SOURCE
▬▬▬
With the accusations and blaming spreading like wildfire in the rural village, with the religious higher-ups giving judgment over the townsfolk, the majority of their victims being women, especially ones that could be easy targets. The first three people to ever have been judged and accused in the trials were basically outcasts with no powerful or nobel background nor money that could buy them respect and a chance to live: the first was Bridget Bishop, a widow that people said had harmed her past husbands; Sarah Good, whose family was nowhere near well-of in terms of money and whose own child was forced to testify against her and Rebecca Nurse, who was killed at the age of 71 when she was already bedridden for quite a time after some people claimed they were tortured by her and her words were misinterpreted and used against her. These people weren’t huge on going to church either, which most definitely had a helping hand in the causing of their unjust demises. As the hysteria kept spreading over the whole town, more people were imprisoned, tortured and 17 more people were killed in unjust and cruel ways.
All the trials of the jailed and murdered were biased beyond belief and were completely in favor of the wishes and selfish wants of the Church and their supporters. The interrogation of their “suspects” were inhumane and torturous, with no legal representation even offered to them, let alone any good ones. In total, 20 people with 6 men and 14 women of varying ages were executed mostly by hanging, an 81 year old man named Giles Corey died a gruesome death getting crushed under rocks after denying a want of the church, and more people died imprisoned mostly because of the harsh conditions and treatment of their jailors.
The trials that had started in the February of 1692 started to slow down in, eerily enough, the autumn of the same year when a governor decided to interfere and dismantle the council that had conducted the trials and executions before freeing the remaining prisoners. While the death of more innocent people was avoided, 25 souls, men women and children alike, have been lost to the executions and the treatment while in custody.
So, despite dying out quick, the aftermath of the Salem Witch Trials came harder than just 25 deaths as a number. There were changes made in the legal system following the dismantling of the council, but it still left broken apart families and a town that would never really heal in hindsight. Moreover, the trials show just how much the power of authority can be abused and blatantly used for wrong if they have enough supporters and people that they see as societal burdens or objects of distrust that they want to get rid of; the inequality of women being accused of performing “harmful witchcraft” way more than man ever have speaks for itself as another topic. It shows us how intolerance to anyone that’s different than the ones in power gets treated and overall, still stands as something that is haunting the world of today with its cruelty. It stands as a warning, to those who are still in danger of many kinds for being nothing but different.
▬▬▬
GIVEN PROBLEM A
According to the Salem Witch Trials text, how did Giles Corey die?
GIVEN PROBLEM B
Repeat word for word everything in the Salem Witch Trials text from "The trials that" down to "while in custody.".

RECORD SET
▬▬▬
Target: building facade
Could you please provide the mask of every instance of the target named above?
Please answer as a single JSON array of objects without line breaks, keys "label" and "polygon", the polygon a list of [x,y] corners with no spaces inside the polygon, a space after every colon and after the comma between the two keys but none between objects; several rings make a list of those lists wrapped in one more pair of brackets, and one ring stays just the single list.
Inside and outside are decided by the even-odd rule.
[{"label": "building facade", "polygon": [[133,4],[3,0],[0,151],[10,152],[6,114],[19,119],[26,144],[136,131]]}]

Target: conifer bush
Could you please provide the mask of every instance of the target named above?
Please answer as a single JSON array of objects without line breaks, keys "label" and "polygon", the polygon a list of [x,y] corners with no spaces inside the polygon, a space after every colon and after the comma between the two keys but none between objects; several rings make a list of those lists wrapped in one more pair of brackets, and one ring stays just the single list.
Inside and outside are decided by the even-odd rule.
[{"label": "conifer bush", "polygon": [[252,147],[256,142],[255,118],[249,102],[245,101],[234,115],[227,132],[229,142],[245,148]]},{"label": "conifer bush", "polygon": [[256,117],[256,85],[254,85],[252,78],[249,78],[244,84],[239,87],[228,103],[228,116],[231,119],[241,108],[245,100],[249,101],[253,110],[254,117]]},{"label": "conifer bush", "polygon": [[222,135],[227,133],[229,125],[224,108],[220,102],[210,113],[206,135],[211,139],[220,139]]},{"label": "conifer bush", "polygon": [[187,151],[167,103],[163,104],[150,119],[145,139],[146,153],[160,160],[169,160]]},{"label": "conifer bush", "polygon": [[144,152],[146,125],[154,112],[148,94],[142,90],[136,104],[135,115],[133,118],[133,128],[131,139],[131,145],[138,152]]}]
▬▬▬
WRITTEN SOLUTION A
He was crushed under rocks after denying a want of the church.

WRITTEN SOLUTION B
The trials that had started in the February of 1692 started to slow down in, eerily enough, the autumn of the same year when a governor decided to interfere and dismantle the council that had conducted the trials and executions before freeing the remaining prisoners. While the death of more innocent people was avoided, 25 souls, men women and children alike, have been lost to the executions and the treatment while in custody.